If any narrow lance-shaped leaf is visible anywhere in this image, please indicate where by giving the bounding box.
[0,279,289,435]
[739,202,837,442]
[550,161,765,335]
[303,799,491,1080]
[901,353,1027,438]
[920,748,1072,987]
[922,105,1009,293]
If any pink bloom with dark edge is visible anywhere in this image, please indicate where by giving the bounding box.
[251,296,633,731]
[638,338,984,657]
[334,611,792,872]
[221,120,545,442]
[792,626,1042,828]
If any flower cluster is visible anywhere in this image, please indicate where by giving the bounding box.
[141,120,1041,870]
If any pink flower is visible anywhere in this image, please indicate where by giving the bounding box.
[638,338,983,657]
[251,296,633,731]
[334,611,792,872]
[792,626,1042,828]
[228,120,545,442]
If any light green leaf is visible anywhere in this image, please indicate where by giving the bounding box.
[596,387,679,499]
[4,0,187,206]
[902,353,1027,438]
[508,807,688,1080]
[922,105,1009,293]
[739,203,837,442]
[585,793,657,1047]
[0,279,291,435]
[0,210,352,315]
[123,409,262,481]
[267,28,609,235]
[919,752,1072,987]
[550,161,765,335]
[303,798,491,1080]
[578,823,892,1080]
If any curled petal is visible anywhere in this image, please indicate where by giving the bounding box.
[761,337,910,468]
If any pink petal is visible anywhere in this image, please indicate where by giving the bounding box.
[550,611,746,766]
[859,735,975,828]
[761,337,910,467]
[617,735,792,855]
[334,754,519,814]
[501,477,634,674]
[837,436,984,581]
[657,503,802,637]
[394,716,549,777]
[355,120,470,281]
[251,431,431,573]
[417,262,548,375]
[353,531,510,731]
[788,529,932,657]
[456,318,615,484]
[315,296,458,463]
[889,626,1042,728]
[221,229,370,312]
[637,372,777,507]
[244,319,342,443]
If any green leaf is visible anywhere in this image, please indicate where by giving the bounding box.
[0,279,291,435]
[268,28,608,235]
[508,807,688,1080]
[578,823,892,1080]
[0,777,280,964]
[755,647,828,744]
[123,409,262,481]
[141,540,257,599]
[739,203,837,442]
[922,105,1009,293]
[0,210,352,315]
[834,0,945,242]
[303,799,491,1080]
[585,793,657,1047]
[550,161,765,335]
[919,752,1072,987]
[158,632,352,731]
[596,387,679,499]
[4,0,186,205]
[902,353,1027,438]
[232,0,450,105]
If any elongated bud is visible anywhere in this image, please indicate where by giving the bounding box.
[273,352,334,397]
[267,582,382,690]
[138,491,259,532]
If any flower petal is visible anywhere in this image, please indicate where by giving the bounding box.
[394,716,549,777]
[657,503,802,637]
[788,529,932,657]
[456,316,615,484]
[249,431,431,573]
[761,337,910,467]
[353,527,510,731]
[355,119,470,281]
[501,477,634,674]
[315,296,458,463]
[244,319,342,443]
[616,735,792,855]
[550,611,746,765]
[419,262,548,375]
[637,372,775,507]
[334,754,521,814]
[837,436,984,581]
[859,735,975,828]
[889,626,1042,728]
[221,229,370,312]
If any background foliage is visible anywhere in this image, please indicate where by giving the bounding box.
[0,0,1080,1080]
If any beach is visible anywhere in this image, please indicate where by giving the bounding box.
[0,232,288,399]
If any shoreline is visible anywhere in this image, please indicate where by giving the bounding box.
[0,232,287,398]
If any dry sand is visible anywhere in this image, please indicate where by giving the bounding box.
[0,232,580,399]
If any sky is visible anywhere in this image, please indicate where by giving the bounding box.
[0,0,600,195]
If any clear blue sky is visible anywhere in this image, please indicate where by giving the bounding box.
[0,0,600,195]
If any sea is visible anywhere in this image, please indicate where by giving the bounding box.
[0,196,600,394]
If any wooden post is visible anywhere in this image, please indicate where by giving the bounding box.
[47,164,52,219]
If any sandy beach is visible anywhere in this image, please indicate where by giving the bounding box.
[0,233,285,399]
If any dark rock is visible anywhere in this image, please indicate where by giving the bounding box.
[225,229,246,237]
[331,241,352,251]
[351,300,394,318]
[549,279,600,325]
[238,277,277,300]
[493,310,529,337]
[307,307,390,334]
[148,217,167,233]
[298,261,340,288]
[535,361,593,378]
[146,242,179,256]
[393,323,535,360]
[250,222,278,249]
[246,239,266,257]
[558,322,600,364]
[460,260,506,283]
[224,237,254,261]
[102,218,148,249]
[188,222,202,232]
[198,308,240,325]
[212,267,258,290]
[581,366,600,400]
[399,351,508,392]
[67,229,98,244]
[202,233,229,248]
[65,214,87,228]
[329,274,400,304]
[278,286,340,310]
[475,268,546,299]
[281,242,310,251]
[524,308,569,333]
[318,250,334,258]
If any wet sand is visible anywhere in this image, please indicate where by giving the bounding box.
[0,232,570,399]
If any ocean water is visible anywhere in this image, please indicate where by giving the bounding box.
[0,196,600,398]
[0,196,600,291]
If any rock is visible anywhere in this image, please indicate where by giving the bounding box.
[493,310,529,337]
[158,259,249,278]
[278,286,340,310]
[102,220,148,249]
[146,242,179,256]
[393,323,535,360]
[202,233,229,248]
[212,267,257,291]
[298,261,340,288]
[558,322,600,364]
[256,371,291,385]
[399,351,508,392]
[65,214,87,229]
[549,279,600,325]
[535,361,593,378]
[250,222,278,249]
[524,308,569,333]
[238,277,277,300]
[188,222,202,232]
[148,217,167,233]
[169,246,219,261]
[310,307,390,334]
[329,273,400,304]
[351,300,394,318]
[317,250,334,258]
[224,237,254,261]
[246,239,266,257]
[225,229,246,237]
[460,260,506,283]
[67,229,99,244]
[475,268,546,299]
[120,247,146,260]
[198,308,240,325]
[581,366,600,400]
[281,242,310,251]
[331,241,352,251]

To do: Please format every line of the items above as a JSON list of strings, one string per line, with blank lines left out.

Worked solution:
[
  "If any narrow lance-shaped leaf is visible anywhere in this image, please indicate where by giving the bounding box.",
  "[0,279,289,435]",
  "[739,202,837,442]",
  "[550,161,765,335]",
  "[303,799,491,1080]",
  "[901,353,1027,438]",
  "[920,748,1072,987]",
  "[922,105,1009,293]",
  "If any pink bloom with dark edge is visible anywhere in this image, please indicate where by giving the bounding box.",
  "[251,296,633,731]",
  "[638,338,984,657]",
  "[334,611,792,872]",
  "[221,120,545,442]",
  "[792,626,1042,828]",
  "If any flower cluster is visible anywhere in this image, please indicate where by giving the bounding box.",
  "[141,120,1041,870]",
  "If any pink flower is visible anywhere in this image, please indicate where by giving the bounding box.",
  "[638,338,983,657]",
  "[251,296,633,731]",
  "[334,611,792,872]",
  "[792,626,1042,828]",
  "[228,120,545,442]",
  "If any light green leaf is visible anywhere in this image, please indicate where by giving the bounding box.",
  "[596,387,679,499]",
  "[4,0,187,206]",
  "[902,353,1027,438]",
  "[508,807,688,1080]",
  "[922,105,1009,293]",
  "[739,203,837,442]",
  "[585,793,657,1047]",
  "[0,279,291,435]",
  "[0,210,352,315]",
  "[123,409,262,481]",
  "[267,28,609,235]",
  "[919,752,1072,987]",
  "[550,161,765,335]",
  "[303,798,491,1080]",
  "[578,823,892,1080]",
  "If any curled petal is visible anywhere in this image, please indicate where by giving the bounding box.",
  "[761,337,910,468]",
  "If any pink petal is visible anywhere in this image, please indicate where by giving the bounding box.",
  "[550,611,746,766]",
  "[859,735,975,828]",
  "[761,337,910,467]",
  "[617,735,792,855]",
  "[334,754,519,814]",
  "[501,477,634,674]",
  "[837,436,984,581]",
  "[657,503,802,637]",
  "[394,716,549,777]",
  "[355,120,470,281]",
  "[251,431,431,573]",
  "[417,262,548,375]",
  "[353,531,510,731]",
  "[788,529,932,657]",
  "[456,318,615,484]",
  "[315,296,458,463]",
  "[889,626,1042,728]",
  "[221,229,370,312]",
  "[637,372,777,507]",
  "[244,319,342,443]",
  "If any green leaf is visible anywhere in this image, please indicate where by giving the bounding box.",
  "[0,279,291,435]",
  "[268,28,608,235]",
  "[508,807,688,1080]",
  "[578,823,892,1080]",
  "[0,777,280,964]",
  "[755,647,828,744]",
  "[123,409,262,481]",
  "[141,540,257,599]",
  "[739,203,837,442]",
  "[922,105,1009,293]",
  "[0,210,352,315]",
  "[834,0,945,242]",
  "[303,799,491,1080]",
  "[585,793,657,1047]",
  "[550,161,765,335]",
  "[919,752,1072,987]",
  "[158,632,352,731]",
  "[596,387,679,499]",
  "[4,0,186,205]",
  "[902,353,1027,438]",
  "[232,0,450,105]",
  "If any elongated bud is visible anywhere in this image, please indicate where by giving the bounding box.",
  "[273,352,334,397]",
  "[267,582,382,690]",
  "[138,491,259,532]",
  "If any flower petal is visible anywhere in this image, please indicate where by giving the bounding box.",
  "[394,716,549,777]",
  "[657,503,802,637]",
  "[788,529,932,657]",
  "[456,316,615,484]",
  "[249,431,431,573]",
  "[761,337,910,467]",
  "[353,527,510,731]",
  "[355,119,470,281]",
  "[501,477,634,674]",
  "[315,296,458,463]",
  "[244,319,342,443]",
  "[616,735,792,855]",
  "[550,611,746,765]",
  "[419,262,548,375]",
  "[637,372,775,507]",
  "[334,754,521,814]",
  "[837,436,984,581]",
  "[859,735,975,828]",
  "[889,626,1042,728]",
  "[221,229,370,312]",
  "If any background foliage is visible anywhere in this image, please indicate where by giving the bounding box.",
  "[0,0,1080,1080]",
  "If any beach is visible anywhere in this image, please indicate where by giving the bounding box.",
  "[0,232,288,399]",
  "If any shoreline is visible anywhere in this image, please indicate where by giving the bounding box.",
  "[0,232,287,398]",
  "If any dry sand is visible anywhere in this image, please indicate where by giving the bounding box.",
  "[0,232,580,399]",
  "If any sky is visible anywhere in this image, please indicate where by giving the bounding box.",
  "[0,0,600,195]",
  "If any clear blue sky is visible anywhere in this image, please indicate where by giving the bounding box.",
  "[0,0,600,195]",
  "If any sea is visible anywhere in this image, please indicate where by giving the bounding box.",
  "[0,196,600,394]",
  "If any wooden post is visible anywhere in this image, please indicate where by giving the bounding box.",
  "[47,164,52,219]",
  "If any sandy beach is visible anywhere in this image, please indicate where by giving the bounding box.",
  "[0,233,285,399]",
  "If any dark rock is visible anywhere in this image, please indicate where by giving the bounding box.",
  "[225,229,246,237]",
  "[331,241,352,251]",
  "[351,300,394,318]",
  "[549,279,600,325]",
  "[238,277,277,300]",
  "[493,310,529,337]",
  "[307,307,390,334]",
  "[148,217,167,233]",
  "[298,261,340,288]",
  "[535,361,593,378]",
  "[146,242,179,256]",
  "[393,323,535,360]",
  "[250,222,278,249]",
  "[246,239,266,257]",
  "[558,322,600,364]",
  "[460,260,506,283]",
  "[224,237,254,261]",
  "[102,218,148,249]",
  "[188,222,202,232]",
  "[198,308,240,325]",
  "[212,267,258,290]",
  "[581,366,600,400]",
  "[399,351,508,392]",
  "[67,229,98,244]",
  "[202,233,229,248]",
  "[65,214,87,228]",
  "[329,274,400,304]",
  "[278,286,340,310]",
  "[475,268,546,299]",
  "[281,242,310,251]",
  "[524,308,569,333]",
  "[318,250,334,258]",
  "If any wet sand is visible anywhere in this image, please indicate where by giving the bounding box.",
  "[0,232,570,399]",
  "If any ocean water is visible anywhere in this image, please indicate where by giving the bounding box.",
  "[0,196,600,398]",
  "[0,196,600,291]",
  "If any rock is visible anywhere in this image, please indicate where by giving the bounding box.",
  "[493,310,529,337]",
  "[158,259,249,278]",
  "[278,286,340,310]",
  "[102,220,148,249]",
  "[146,242,179,256]",
  "[393,323,535,360]",
  "[202,233,229,248]",
  "[212,267,257,291]",
  "[298,261,340,288]",
  "[558,322,600,364]",
  "[256,371,291,385]",
  "[399,351,508,392]",
  "[65,214,87,229]",
  "[549,279,600,325]",
  "[535,361,593,378]",
  "[250,222,278,249]",
  "[524,308,569,333]",
  "[238,277,277,300]",
  "[188,222,202,232]",
  "[148,217,167,233]",
  "[169,246,219,261]",
  "[310,307,390,334]",
  "[329,273,400,304]",
  "[351,300,394,318]",
  "[317,250,334,258]",
  "[224,237,254,261]",
  "[246,239,266,257]",
  "[225,229,246,237]",
  "[460,260,506,283]",
  "[67,229,99,244]",
  "[475,268,546,299]",
  "[120,247,146,260]",
  "[198,308,240,325]",
  "[581,366,600,400]",
  "[281,242,310,251]",
  "[331,241,352,251]"
]